* WHAT THE TASK ASKS
Drop every picture, then transcribe the remaining data exactly.

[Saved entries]
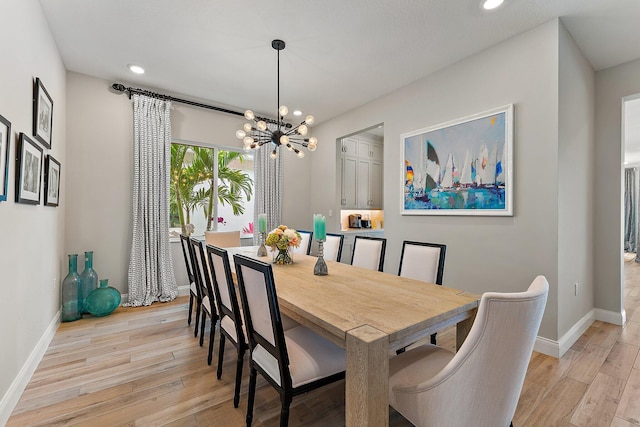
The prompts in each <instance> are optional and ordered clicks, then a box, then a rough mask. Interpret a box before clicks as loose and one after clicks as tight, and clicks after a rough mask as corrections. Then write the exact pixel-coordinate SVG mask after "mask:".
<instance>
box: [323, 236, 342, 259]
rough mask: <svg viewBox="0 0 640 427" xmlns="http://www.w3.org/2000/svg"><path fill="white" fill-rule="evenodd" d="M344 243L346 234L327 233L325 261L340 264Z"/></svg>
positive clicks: (325, 253)
mask: <svg viewBox="0 0 640 427" xmlns="http://www.w3.org/2000/svg"><path fill="white" fill-rule="evenodd" d="M343 243H344V234H331V233H327V239H326V240H325V242H324V245H323V252H324V254H323V256H322V257H323V258H324V259H325V261H336V262H340V257H341V256H342V244H343Z"/></svg>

* OUTPUT OF THE TASK
The prompts in each <instance> are optional and ordered clicks, then a box, then a rough mask. Interpret a box before clicks as loose and one after clicks as tight, and clicks after a rough mask as corrections. Then write the exact pixel-coordinate SVG mask after "mask:".
<instance>
box: [323, 236, 342, 259]
rough mask: <svg viewBox="0 0 640 427" xmlns="http://www.w3.org/2000/svg"><path fill="white" fill-rule="evenodd" d="M344 243L346 234L327 233L325 261L340 264Z"/></svg>
positive clicks: (325, 253)
mask: <svg viewBox="0 0 640 427" xmlns="http://www.w3.org/2000/svg"><path fill="white" fill-rule="evenodd" d="M343 243H344V234H331V233H327V239H326V240H325V242H324V245H323V252H324V254H323V256H322V257H323V258H324V259H325V261H336V262H340V257H341V256H342V244H343Z"/></svg>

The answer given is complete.